Rows from a dataset:
-----

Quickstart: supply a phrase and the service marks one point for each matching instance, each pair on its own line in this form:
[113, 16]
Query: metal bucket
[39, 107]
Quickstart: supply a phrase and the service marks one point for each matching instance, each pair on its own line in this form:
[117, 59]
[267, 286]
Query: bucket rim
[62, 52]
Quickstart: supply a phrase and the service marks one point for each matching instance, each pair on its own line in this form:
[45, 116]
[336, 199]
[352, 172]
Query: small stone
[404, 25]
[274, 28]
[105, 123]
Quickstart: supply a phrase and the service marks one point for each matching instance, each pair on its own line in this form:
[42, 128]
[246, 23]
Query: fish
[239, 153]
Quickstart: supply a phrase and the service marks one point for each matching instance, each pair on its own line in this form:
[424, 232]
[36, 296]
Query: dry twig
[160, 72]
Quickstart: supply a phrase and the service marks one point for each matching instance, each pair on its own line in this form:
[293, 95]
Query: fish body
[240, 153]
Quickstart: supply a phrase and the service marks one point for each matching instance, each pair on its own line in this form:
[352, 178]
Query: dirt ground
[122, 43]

-----

→ Stated goal
Transcribe each entry precisely, missing none.

→ Task output
Quickstart: supply a phrase and the service marks one point for each matching instance, each pair on its own line in this form:
[113, 16]
Query: metal bucket
[39, 107]
Quickstart: supply a phrase and the service marks one point for each matching instance, each pair on its own line in this form:
[117, 59]
[267, 286]
Query: bucket rim
[62, 52]
Quickstart: supply a phrase and the service marks one point for each matching instance, each pair on its own line in this form:
[45, 116]
[336, 199]
[352, 172]
Query: small stone
[404, 25]
[274, 28]
[105, 123]
Quickstart: supply a phrase and the service marks one point for each matching instance, each pair on its own line in this form:
[42, 128]
[246, 23]
Query: fish
[239, 153]
Quickstart: supply a phrase and the service marks one point for each matching instance, each pair on its own line in this form:
[424, 232]
[36, 296]
Query: dry twig
[160, 72]
Quickstart: supply a phrase and the service marks one point for each matching instance, each pair on its own line in this form:
[293, 95]
Query: fish body
[240, 153]
Quickstart: supply a phrase and the service marks one point for each matching instance, each pair on its own line in this form:
[352, 178]
Query: dirt ground
[122, 43]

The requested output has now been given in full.